→ **Exercise description**: Can you output the lines of the records below, from the line containing "the typewriter key, find" through the end of the records inclusive, as a JSON list of strings with one string per line and blank lines left out?

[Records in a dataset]
=-=-=-=-=

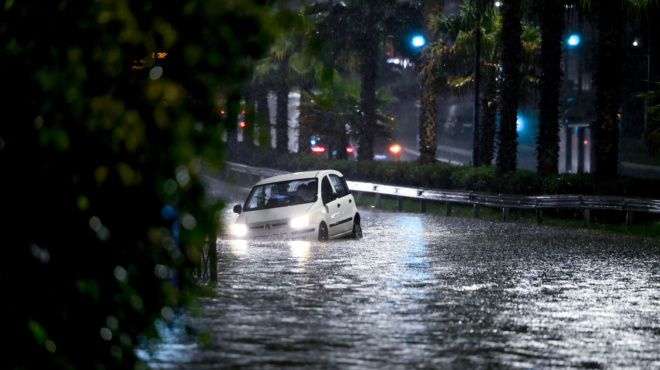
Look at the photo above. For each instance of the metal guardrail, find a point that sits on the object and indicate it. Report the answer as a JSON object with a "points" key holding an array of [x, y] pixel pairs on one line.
{"points": [[503, 201]]}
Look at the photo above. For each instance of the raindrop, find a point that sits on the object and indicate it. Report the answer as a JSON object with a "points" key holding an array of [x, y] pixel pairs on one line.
{"points": [[112, 322], [167, 313], [50, 346], [170, 186], [103, 234], [40, 253], [160, 271], [106, 334], [95, 223], [182, 176], [38, 122], [121, 274], [188, 221], [136, 302], [156, 73]]}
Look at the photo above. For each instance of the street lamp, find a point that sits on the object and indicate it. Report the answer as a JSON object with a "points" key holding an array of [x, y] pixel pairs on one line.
{"points": [[396, 150], [418, 41]]}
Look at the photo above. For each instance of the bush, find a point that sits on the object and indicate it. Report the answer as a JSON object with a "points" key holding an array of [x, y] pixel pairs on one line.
{"points": [[450, 177]]}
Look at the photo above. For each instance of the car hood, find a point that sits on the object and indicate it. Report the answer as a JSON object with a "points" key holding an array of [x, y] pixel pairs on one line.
{"points": [[273, 214]]}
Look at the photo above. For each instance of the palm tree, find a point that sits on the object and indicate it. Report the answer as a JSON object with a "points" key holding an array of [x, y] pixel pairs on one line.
{"points": [[610, 23], [460, 31], [331, 111], [547, 143], [652, 135], [428, 77], [282, 69], [510, 92], [358, 26]]}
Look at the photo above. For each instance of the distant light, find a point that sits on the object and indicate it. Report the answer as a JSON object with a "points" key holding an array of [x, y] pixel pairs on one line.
{"points": [[418, 41], [318, 149], [396, 148], [520, 123]]}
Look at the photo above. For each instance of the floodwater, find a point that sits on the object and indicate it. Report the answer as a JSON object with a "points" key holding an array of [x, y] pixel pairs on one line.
{"points": [[425, 291]]}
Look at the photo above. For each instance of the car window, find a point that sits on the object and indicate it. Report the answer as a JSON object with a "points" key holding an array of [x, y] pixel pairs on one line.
{"points": [[339, 185], [281, 194], [326, 189]]}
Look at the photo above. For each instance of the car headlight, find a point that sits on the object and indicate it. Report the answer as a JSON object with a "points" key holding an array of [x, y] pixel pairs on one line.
{"points": [[238, 229], [298, 222]]}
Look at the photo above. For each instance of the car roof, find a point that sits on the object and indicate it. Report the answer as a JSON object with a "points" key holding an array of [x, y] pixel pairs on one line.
{"points": [[299, 176]]}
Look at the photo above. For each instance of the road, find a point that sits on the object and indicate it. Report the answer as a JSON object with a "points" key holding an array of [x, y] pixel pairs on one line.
{"points": [[426, 291]]}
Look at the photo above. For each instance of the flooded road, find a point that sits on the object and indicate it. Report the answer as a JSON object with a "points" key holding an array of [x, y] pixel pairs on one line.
{"points": [[425, 291]]}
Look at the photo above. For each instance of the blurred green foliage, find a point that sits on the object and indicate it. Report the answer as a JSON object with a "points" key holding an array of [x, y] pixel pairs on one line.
{"points": [[99, 133], [445, 176]]}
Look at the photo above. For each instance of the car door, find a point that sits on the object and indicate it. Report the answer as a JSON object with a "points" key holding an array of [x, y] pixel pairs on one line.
{"points": [[344, 204], [333, 205]]}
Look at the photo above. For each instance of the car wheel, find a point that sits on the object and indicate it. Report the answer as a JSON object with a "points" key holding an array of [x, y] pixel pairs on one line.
{"points": [[323, 232], [357, 231]]}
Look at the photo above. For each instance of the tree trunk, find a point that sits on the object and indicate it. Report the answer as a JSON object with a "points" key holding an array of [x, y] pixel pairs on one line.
{"points": [[282, 119], [547, 143], [231, 124], [263, 117], [429, 95], [427, 120], [249, 118], [608, 87], [368, 74], [477, 81], [488, 118], [507, 144]]}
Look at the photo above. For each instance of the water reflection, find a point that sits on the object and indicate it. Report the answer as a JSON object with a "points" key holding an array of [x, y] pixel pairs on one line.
{"points": [[430, 292], [300, 250], [239, 247]]}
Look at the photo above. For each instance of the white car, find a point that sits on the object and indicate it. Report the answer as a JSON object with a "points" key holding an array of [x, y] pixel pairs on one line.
{"points": [[312, 205]]}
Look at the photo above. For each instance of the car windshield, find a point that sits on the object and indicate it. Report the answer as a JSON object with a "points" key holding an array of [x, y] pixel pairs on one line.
{"points": [[282, 194]]}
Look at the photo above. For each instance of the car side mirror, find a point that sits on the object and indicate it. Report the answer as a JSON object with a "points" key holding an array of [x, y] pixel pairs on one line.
{"points": [[330, 197]]}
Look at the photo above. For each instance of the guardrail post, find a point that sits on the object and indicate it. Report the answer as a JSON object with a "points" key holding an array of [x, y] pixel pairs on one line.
{"points": [[587, 217], [213, 258], [629, 218]]}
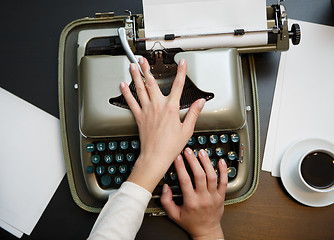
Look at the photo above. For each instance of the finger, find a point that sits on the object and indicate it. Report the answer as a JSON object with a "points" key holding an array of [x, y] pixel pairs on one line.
{"points": [[151, 85], [178, 83], [211, 176], [183, 176], [192, 115], [131, 101], [169, 205], [198, 172], [139, 83], [223, 178]]}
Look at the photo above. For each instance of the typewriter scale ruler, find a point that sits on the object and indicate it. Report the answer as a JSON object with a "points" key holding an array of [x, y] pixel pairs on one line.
{"points": [[112, 159]]}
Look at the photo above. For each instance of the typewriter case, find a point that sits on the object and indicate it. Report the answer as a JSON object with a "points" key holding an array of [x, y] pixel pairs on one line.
{"points": [[69, 112]]}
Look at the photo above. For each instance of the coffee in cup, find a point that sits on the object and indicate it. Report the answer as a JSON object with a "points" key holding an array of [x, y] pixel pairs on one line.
{"points": [[316, 170]]}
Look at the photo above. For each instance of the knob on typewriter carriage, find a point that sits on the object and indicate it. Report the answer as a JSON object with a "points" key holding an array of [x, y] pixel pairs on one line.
{"points": [[295, 34]]}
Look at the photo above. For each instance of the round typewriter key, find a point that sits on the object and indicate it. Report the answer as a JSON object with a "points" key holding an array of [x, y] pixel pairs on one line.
{"points": [[95, 159], [135, 144], [231, 172], [99, 170], [219, 151], [235, 137], [112, 145], [101, 147], [224, 138], [231, 155], [106, 180], [123, 168], [119, 157], [108, 158], [201, 140], [191, 141], [118, 180], [112, 169], [124, 145], [173, 176], [89, 169], [130, 157], [90, 147], [209, 151], [213, 139]]}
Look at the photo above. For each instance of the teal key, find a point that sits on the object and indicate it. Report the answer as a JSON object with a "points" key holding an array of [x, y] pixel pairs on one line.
{"points": [[112, 145], [213, 139], [231, 172], [90, 147], [235, 137], [95, 159], [135, 144], [99, 170], [130, 157], [123, 168], [209, 151], [124, 145], [231, 155], [101, 147], [106, 180], [108, 158], [118, 180], [219, 151], [191, 141], [173, 176], [112, 169], [119, 157], [201, 140], [89, 169], [224, 138]]}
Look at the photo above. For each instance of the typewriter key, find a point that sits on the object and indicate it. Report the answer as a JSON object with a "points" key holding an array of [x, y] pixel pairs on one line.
{"points": [[231, 171], [95, 159], [105, 180], [224, 138], [108, 158]]}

=-=-=-=-=

→ **Reply to the exercise**:
[
  "Look at the photo above. For each instance of the typewriter key, find a point that sits on the object and indicate it. Report the answer as a JSON object with a \"points\" key holding an array of [x, y] pixel pairs on one line.",
  "{\"points\": [[231, 171], [95, 159], [105, 180], [224, 138], [108, 158]]}"
]